--- Pedido ---
Indique se cada afirmação concorda com o texto sobre o licenciamento de personagens. Responda sim ou não e cite literalmente as palavras do texto que decidem: (a) as empresas licenciadoras normalmente estão domiciliadas no Brasil; (b) os contratos de licenciamento são regidos pela Lei nº 9.610/98; (c) o uso das imagens dos personagens é livre e gratuito.

--- Texto apresentado ---

══════════

Quem não conhece o Tio Patinhas? Originalmente ”Scrooge McDuck”, é considerado o pato mais rico do mundo. E o mais “pão-duro”, mantendo grande parte de sua riqueza em uma enorme caixa-forte na cidade de Patópolis.
A imagem do Tio Patinhas, assim como de outros personagens de desenhos animados da Walt Disney Company, não raramente são utilizadas para fomentar vendas de roupas ou vestimentas.
Mais precisamente, determinadas indústrias têxteis costumam estampar esses clássicos personagens dos conhecidos desenhos na produção de seus vestuários. E como não poderia deixar de ser, o uso dessas imagens não é livre e gratuito, mas sim regulado e oneroso.
Para utilização das imagens, as indústrias brasileiras valem-se de contratos de licenciamento na forma de cessão de direito autoral, regidos pela Lei nº 9.610/98, os quais são celebrados com as pessoas jurídicas titulares do direito de uso dos personagens, as licenciadoras, que normalmente estão domiciliadas no exterior.
Na prática, tais empresas licenciadoras, embora já detentoras dos direitos inerentes aos autores das obras cujo uso é cedido, também acabam registrando os personagens no Instituto Nacional de Propriedade Intelectual (INPI) como “marcas”, na forma prevista na Lei nº 9.279/96.

══════════

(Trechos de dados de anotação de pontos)
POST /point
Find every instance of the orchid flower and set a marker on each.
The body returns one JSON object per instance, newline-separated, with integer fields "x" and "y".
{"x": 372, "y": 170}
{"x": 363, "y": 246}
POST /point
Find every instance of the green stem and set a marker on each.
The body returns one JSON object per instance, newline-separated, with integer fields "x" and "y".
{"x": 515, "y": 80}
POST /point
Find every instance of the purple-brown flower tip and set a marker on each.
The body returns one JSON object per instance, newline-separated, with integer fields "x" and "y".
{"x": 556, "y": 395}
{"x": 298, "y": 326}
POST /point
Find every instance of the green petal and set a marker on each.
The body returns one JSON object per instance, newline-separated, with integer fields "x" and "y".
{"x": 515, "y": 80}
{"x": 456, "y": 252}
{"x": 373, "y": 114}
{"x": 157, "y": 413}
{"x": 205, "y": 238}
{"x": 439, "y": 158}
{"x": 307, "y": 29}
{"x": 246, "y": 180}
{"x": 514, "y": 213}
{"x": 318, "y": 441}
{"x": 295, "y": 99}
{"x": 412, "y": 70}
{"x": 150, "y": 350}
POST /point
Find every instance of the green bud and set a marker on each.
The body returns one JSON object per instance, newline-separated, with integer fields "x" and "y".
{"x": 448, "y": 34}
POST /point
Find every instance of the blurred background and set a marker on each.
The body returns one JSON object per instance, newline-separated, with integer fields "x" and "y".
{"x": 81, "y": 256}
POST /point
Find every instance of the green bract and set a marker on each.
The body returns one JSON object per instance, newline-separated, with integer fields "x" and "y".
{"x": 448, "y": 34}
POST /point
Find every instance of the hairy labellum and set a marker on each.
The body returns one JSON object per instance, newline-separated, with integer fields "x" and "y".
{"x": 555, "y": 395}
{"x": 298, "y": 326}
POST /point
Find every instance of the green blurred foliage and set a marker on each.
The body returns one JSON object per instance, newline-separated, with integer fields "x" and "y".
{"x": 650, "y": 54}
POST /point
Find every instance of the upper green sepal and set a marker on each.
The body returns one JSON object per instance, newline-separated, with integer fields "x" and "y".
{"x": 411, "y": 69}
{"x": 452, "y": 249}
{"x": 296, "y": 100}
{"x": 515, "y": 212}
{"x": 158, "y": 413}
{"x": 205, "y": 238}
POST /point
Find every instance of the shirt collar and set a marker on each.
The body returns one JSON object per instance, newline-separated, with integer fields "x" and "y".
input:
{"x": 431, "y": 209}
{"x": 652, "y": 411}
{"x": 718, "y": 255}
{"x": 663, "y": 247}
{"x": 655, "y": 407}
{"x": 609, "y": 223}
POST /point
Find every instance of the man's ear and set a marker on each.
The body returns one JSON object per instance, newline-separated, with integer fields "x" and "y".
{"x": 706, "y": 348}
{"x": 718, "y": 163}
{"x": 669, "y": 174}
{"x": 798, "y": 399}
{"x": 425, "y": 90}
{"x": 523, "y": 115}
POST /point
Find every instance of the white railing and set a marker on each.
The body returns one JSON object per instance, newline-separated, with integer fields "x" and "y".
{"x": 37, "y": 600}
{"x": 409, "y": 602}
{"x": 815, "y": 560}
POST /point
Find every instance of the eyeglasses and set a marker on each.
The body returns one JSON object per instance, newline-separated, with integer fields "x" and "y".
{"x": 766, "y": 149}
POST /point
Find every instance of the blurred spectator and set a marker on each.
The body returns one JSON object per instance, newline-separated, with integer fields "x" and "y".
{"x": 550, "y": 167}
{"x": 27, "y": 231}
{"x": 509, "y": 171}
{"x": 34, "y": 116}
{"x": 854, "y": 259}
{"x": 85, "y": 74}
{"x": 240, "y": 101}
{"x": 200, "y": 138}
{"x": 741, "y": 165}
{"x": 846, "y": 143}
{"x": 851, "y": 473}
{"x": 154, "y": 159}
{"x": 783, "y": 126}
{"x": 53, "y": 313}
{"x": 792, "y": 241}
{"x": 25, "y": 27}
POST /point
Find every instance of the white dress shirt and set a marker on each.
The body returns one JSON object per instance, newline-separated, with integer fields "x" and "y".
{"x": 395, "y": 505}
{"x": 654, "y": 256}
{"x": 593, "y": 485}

══════════

--- Resposta ao pedido ---
(a) Não: "que normalmente estão domiciliadas no exterior".
(b) Sim: "regidos pela Lei nº 9.610/98".
(c) Não: "o uso dessas imagens não é livre e gratuito, mas sim regulado e oneroso".